--- WHAT YOU NEED TO DO ---
Pull out each line of the entries below that contains the word "child", and copy those lines in full.

Excerpts from location labeling data
— Begin —
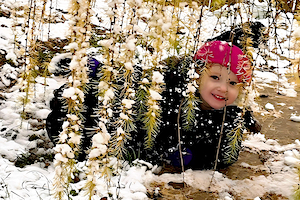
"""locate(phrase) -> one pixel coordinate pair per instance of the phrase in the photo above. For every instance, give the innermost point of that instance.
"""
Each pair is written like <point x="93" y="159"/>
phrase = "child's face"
<point x="217" y="87"/>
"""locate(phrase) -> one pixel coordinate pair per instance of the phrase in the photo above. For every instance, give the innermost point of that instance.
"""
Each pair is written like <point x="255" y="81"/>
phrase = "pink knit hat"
<point x="227" y="55"/>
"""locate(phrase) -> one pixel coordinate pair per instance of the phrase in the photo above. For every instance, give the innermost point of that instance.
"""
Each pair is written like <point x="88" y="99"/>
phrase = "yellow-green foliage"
<point x="234" y="138"/>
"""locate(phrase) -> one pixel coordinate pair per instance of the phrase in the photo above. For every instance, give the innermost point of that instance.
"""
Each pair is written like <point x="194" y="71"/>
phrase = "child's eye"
<point x="233" y="83"/>
<point x="214" y="77"/>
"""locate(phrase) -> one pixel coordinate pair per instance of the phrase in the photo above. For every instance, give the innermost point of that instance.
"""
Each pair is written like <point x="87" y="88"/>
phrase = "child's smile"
<point x="218" y="87"/>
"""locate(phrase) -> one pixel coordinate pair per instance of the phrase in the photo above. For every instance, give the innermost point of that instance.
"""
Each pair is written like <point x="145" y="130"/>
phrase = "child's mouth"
<point x="218" y="97"/>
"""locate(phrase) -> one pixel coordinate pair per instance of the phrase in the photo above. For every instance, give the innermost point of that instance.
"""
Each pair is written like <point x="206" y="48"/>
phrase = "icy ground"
<point x="35" y="181"/>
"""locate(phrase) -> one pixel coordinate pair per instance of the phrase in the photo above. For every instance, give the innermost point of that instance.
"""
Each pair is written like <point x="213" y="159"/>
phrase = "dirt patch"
<point x="276" y="124"/>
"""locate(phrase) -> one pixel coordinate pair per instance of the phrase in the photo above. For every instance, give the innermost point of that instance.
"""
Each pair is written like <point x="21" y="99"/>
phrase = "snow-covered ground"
<point x="35" y="181"/>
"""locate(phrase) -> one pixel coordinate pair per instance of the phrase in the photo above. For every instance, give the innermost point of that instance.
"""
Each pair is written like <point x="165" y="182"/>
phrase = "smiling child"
<point x="219" y="124"/>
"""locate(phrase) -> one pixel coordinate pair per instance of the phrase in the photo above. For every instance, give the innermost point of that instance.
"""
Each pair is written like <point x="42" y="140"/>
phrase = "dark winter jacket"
— End —
--- CORRECT ANSWER ---
phrase = "child's face"
phrase = "child's eye"
phrase = "child's smile"
phrase = "child's mouth"
phrase = "smiling child"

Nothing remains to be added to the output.